>> Begin

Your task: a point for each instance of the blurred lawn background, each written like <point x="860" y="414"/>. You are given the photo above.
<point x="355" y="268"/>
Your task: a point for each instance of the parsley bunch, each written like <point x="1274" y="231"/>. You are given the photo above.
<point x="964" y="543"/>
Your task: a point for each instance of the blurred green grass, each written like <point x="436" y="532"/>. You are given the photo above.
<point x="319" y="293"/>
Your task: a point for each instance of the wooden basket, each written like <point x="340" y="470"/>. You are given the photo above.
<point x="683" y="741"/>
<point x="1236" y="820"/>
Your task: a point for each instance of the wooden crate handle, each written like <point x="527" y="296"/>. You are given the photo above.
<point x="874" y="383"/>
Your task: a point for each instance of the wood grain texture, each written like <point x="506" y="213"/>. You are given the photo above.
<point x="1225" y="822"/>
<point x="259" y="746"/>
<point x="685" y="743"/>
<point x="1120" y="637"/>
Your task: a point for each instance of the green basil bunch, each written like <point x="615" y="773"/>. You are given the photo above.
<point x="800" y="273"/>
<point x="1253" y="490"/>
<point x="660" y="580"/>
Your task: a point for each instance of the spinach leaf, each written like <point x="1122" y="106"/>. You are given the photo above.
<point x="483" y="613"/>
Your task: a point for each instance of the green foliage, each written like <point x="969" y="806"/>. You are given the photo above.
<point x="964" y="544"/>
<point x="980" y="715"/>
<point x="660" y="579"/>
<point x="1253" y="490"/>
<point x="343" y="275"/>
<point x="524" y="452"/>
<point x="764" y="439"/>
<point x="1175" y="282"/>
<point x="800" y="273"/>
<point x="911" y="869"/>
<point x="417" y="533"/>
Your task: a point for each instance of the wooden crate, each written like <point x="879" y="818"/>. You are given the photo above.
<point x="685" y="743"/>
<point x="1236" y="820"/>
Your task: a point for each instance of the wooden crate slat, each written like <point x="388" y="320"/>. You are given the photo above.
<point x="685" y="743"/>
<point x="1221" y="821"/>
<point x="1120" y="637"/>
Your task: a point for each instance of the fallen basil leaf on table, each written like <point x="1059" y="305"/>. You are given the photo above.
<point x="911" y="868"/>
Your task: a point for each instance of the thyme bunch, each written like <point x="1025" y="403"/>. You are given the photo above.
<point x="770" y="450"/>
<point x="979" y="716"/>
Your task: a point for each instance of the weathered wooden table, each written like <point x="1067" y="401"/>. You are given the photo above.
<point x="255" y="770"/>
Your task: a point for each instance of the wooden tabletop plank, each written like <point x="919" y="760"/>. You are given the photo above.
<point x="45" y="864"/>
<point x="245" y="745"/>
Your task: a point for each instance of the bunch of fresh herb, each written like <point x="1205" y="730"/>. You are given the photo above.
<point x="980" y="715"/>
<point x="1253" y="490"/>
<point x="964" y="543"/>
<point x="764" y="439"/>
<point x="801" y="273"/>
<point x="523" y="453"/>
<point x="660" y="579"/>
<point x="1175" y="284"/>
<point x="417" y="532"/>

>> End

* [TASK OBJECTIVE]
Format all the material above as a numbered list, leaving out any blank lines.

* [TASK ANSWER]
1. Your task: a point for each instance of the blurred lawn background, each written like <point x="860" y="414"/>. You are given the photo above.
2. <point x="355" y="268"/>
3. Your task: a point for each instance of the parsley bunch, each written like <point x="1274" y="231"/>. You are given the photo above.
4. <point x="964" y="543"/>
5. Your task: a point for each instance of the blurred green grass, each written like <point x="436" y="532"/>. You are given the photo above.
6. <point x="319" y="293"/>
7. Your task: a point for each instance of the wooden basket, each written like <point x="340" y="470"/>. You are given the photo above.
8. <point x="683" y="741"/>
9. <point x="1236" y="820"/>
10. Your task: a point for each instance of the wooden crate handle, each written like <point x="527" y="296"/>. You are given the photo above.
11. <point x="874" y="383"/>
12. Your task: a point for each instance of the wood grain texture, each written like <point x="506" y="213"/>. You are given the photo above.
13. <point x="1225" y="822"/>
14. <point x="259" y="746"/>
15. <point x="685" y="743"/>
16. <point x="1120" y="637"/>
17. Your task: a point for each instance of the green basil bunch, each written like <point x="615" y="773"/>. You are given the photo above.
18. <point x="800" y="273"/>
19. <point x="1253" y="490"/>
20. <point x="660" y="580"/>
21. Your task: a point for each instance of the spinach leaf, each written like <point x="1122" y="106"/>. You are given the photo above.
22. <point x="483" y="613"/>
23. Your task: a point for each instance of the green foliage, each written like <point x="969" y="806"/>. You are given the photo above.
24. <point x="964" y="544"/>
25. <point x="980" y="715"/>
26. <point x="660" y="579"/>
27. <point x="1253" y="490"/>
28. <point x="343" y="275"/>
29. <point x="524" y="452"/>
30. <point x="764" y="439"/>
31. <point x="1175" y="282"/>
32. <point x="800" y="273"/>
33. <point x="911" y="869"/>
34. <point x="417" y="533"/>
35. Your task: a point for each instance of the wooden crate, each written like <point x="879" y="818"/>. You are given the photo above.
36. <point x="685" y="743"/>
37. <point x="1236" y="820"/>
38. Your task: a point for each instance of the wooden crate slat, each written like <point x="388" y="320"/>. You are given the photo above.
39. <point x="685" y="743"/>
40. <point x="1221" y="821"/>
41. <point x="1120" y="637"/>
42. Your task: a point for each instance of the fallen basil leaf on table, each written like <point x="1059" y="305"/>. You are given the photo above.
43. <point x="911" y="868"/>
44. Your task: a point for each instance of the thyme bunch, each written like <point x="1025" y="403"/>. You are given the photo above.
45. <point x="770" y="450"/>
46. <point x="979" y="716"/>
47. Your task: a point for each instance of the weathered wooden table, each written like <point x="1067" y="401"/>. You are given the photo above.
48. <point x="255" y="770"/>
49. Your task: a point for each instance of the wooden tabletop plank, each written like <point x="919" y="760"/>. You are given the photo above.
50. <point x="45" y="864"/>
51. <point x="245" y="745"/>
52. Your task: a point for each instance of the bunch of fresh herb, each written like <point x="1205" y="730"/>. You are given the photo above.
53. <point x="980" y="715"/>
54. <point x="1253" y="490"/>
55. <point x="964" y="543"/>
56. <point x="764" y="439"/>
57. <point x="801" y="273"/>
58. <point x="523" y="453"/>
59. <point x="660" y="579"/>
60. <point x="1175" y="284"/>
61. <point x="417" y="532"/>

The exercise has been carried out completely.